Report each line in the items below that contains the word "petal". Case counts, so only count matches with the same capitalization.

--- DATA IN THIS EXERCISE ---

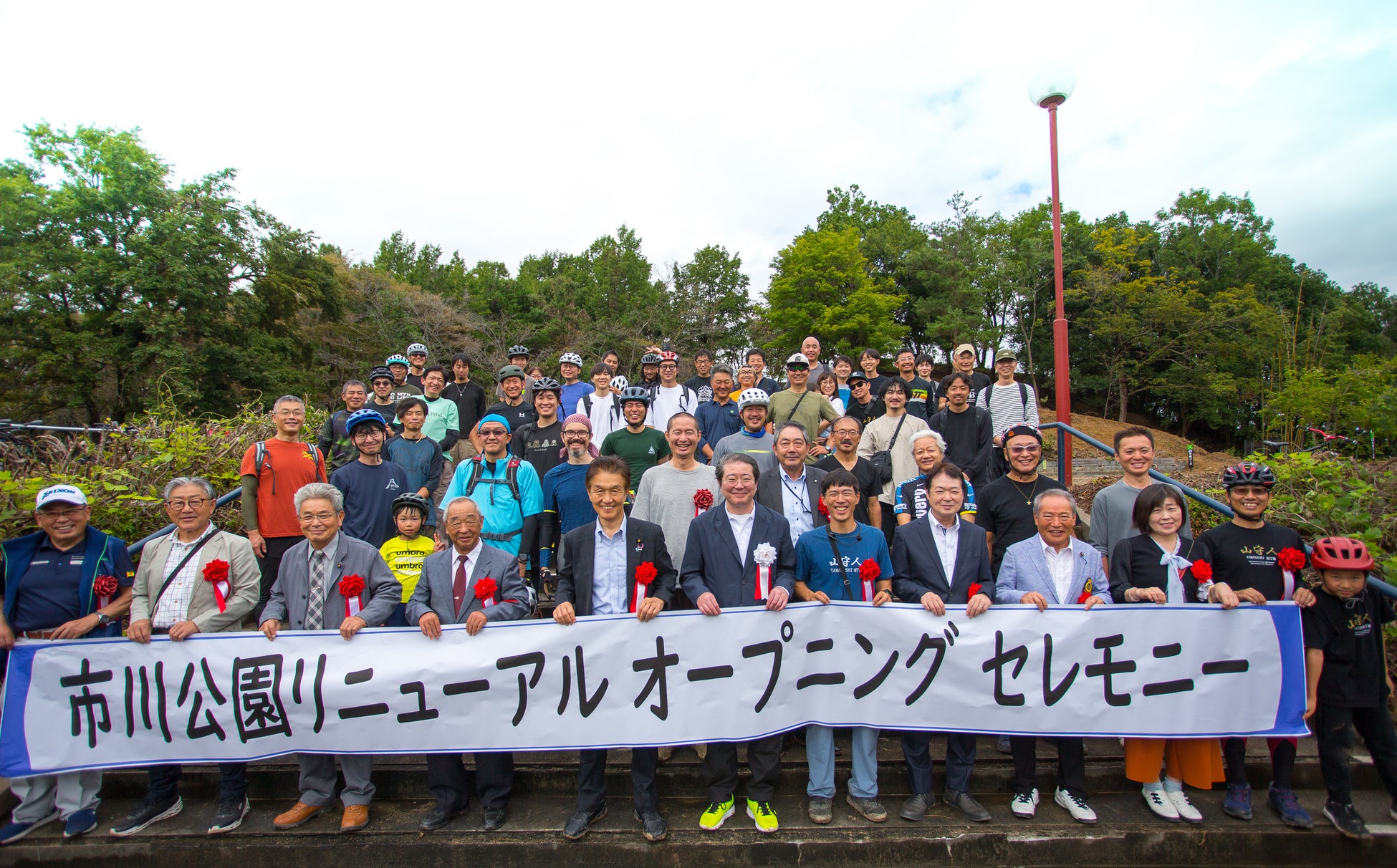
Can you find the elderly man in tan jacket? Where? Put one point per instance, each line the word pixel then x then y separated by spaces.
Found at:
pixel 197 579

---
--- DATA IN THIS EXERCISE ---

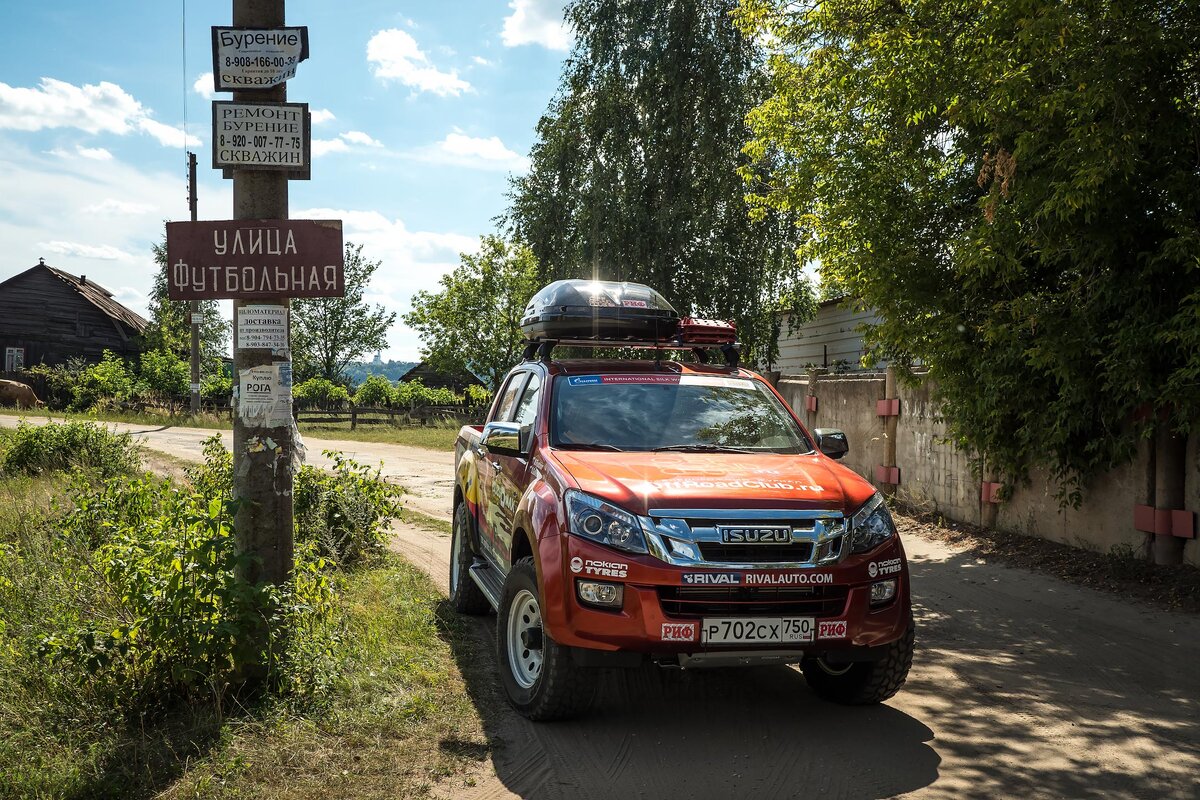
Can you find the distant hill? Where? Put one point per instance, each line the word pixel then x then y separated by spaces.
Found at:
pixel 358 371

---
--- DATA IN THIS EXERCISE ---

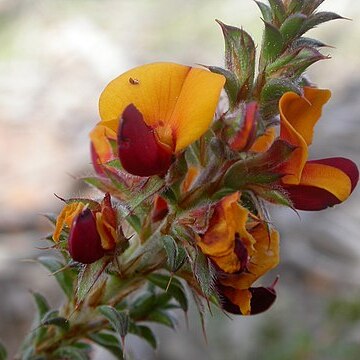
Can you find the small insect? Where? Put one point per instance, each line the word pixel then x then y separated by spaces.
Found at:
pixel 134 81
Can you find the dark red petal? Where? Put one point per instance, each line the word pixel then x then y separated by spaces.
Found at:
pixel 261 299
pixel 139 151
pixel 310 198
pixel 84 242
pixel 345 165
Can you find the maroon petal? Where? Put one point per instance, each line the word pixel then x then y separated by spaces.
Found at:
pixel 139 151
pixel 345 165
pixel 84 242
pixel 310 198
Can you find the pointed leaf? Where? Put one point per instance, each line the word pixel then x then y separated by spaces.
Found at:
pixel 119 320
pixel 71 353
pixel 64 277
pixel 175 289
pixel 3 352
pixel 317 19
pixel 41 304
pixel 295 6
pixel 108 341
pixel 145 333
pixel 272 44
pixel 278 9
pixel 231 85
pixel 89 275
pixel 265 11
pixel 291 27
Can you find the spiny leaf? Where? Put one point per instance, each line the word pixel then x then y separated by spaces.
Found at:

---

## [ANSWER TO THIS PROBLEM]
Can you find the dark red petal? Where? Put one point per instance, each line the word pixel then x then y separated by spaces.
Can you find the maroon petal? Where? Put one point per instance, each line the word pixel then x then y separated by spaces.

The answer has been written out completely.